EXERCISE: Search the entries below for the line containing "locate teal metal"; from there to the end, return every line exactly and add nothing.

Stored items:
● ● ● ● ●

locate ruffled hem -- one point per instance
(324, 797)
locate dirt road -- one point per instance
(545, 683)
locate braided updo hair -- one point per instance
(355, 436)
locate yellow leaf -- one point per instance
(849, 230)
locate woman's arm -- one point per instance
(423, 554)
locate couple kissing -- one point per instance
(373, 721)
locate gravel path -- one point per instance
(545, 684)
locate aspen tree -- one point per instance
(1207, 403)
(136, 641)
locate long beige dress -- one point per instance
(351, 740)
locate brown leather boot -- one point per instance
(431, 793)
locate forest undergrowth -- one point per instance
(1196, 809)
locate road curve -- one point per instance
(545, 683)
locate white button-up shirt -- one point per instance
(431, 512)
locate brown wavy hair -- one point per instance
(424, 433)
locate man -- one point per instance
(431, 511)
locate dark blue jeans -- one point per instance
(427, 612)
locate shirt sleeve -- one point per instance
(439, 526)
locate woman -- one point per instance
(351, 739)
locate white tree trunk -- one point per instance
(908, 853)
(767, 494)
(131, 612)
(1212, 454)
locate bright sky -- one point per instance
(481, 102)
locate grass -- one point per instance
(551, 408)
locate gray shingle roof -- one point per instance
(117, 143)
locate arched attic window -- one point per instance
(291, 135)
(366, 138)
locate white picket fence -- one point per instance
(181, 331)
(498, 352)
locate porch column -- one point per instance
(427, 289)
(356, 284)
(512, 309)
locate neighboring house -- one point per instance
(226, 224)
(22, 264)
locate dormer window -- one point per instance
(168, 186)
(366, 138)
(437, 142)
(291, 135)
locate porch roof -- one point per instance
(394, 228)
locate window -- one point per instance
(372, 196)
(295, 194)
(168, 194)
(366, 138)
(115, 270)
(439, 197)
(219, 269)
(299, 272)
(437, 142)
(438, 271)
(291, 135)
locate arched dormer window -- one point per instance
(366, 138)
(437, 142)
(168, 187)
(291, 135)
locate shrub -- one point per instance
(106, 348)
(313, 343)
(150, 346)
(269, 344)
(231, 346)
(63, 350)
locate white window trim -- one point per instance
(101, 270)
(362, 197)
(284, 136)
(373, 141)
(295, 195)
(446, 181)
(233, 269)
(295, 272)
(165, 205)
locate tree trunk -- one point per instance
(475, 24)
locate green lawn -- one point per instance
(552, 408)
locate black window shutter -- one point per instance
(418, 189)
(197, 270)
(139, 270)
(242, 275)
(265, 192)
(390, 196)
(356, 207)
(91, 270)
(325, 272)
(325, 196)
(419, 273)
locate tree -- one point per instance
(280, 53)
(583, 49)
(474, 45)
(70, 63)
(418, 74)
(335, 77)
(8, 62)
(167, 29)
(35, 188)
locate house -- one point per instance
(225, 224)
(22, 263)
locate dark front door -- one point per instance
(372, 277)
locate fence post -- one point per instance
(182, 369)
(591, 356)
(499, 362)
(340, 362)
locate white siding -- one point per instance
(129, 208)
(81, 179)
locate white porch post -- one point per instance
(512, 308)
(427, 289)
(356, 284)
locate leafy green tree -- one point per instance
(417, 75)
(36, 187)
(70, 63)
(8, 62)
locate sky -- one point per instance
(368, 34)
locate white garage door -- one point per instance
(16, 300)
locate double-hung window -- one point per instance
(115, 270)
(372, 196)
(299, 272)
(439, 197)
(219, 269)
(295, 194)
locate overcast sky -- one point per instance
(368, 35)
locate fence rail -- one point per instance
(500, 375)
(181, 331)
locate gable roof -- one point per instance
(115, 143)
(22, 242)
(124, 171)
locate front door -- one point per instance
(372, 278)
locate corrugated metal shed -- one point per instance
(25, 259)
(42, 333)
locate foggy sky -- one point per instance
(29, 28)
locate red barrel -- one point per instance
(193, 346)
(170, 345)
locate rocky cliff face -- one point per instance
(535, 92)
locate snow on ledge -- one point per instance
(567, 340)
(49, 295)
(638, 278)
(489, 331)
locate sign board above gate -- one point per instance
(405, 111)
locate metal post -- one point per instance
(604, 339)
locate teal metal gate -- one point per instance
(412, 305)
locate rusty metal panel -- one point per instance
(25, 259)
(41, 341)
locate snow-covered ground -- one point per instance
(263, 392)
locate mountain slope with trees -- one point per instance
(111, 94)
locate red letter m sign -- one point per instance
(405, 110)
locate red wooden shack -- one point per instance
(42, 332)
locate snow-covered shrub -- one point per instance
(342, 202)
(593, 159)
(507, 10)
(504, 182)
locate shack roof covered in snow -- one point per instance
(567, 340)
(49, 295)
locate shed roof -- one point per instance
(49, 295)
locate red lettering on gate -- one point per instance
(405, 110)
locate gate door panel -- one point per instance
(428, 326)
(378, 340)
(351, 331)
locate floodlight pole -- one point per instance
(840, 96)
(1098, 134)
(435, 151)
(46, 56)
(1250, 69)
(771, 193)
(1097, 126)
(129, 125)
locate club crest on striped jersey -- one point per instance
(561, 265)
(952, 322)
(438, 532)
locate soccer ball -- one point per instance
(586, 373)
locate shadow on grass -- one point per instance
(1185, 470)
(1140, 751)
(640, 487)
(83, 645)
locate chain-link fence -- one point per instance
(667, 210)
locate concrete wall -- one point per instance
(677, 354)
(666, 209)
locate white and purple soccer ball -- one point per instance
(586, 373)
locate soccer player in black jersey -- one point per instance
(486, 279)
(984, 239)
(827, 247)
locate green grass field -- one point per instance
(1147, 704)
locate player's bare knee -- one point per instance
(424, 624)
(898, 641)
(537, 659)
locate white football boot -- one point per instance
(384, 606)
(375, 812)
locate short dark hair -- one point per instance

● ● ● ● ●

OUTPUT:
locate teal metal gate -- one point per instance
(412, 305)
locate rusty metal panel -- one point per instance
(25, 259)
(41, 341)
locate snow-covered ground -- one point per instance
(263, 392)
locate mountain slope with trees -- one point per instance
(111, 94)
locate red letter m sign -- one point per instance
(405, 110)
locate red wooden shack -- one point per instance
(42, 332)
locate snow-covered shrub -- one point per instance
(342, 202)
(593, 159)
(507, 10)
(504, 182)
locate shack roof covered in snow -- one point per instance
(567, 340)
(49, 295)
locate shed roof -- one point per instance
(49, 295)
locate red lettering on gate -- one point per instance
(405, 110)
locate gate door panel -- one point per instance
(428, 326)
(378, 340)
(351, 331)
locate floodlight pole -- one point per instance
(840, 96)
(1098, 134)
(435, 151)
(46, 56)
(1250, 69)
(771, 193)
(1097, 126)
(129, 125)
locate club crest on striped jersey -- one point per instance
(561, 265)
(952, 322)
(438, 532)
locate soccer ball -- one point per instance
(586, 373)
locate shadow on grass -- one point per instance
(1185, 470)
(1140, 751)
(640, 487)
(83, 645)
locate chain-link fence -- one point per instance
(667, 210)
locate concrete wall -- one point per instance
(677, 354)
(666, 209)
locate white and purple soccer ball -- one point per instance
(586, 373)
locate soccer player in black jersey -- one point per instance
(486, 279)
(984, 239)
(827, 247)
locate green grass field -- one point per instance
(1147, 704)
locate player's bare knee -- one point per instance
(424, 624)
(898, 641)
(537, 659)
locate white football boot -- one point per instance
(384, 606)
(375, 812)
locate short dark hair -- one point per instance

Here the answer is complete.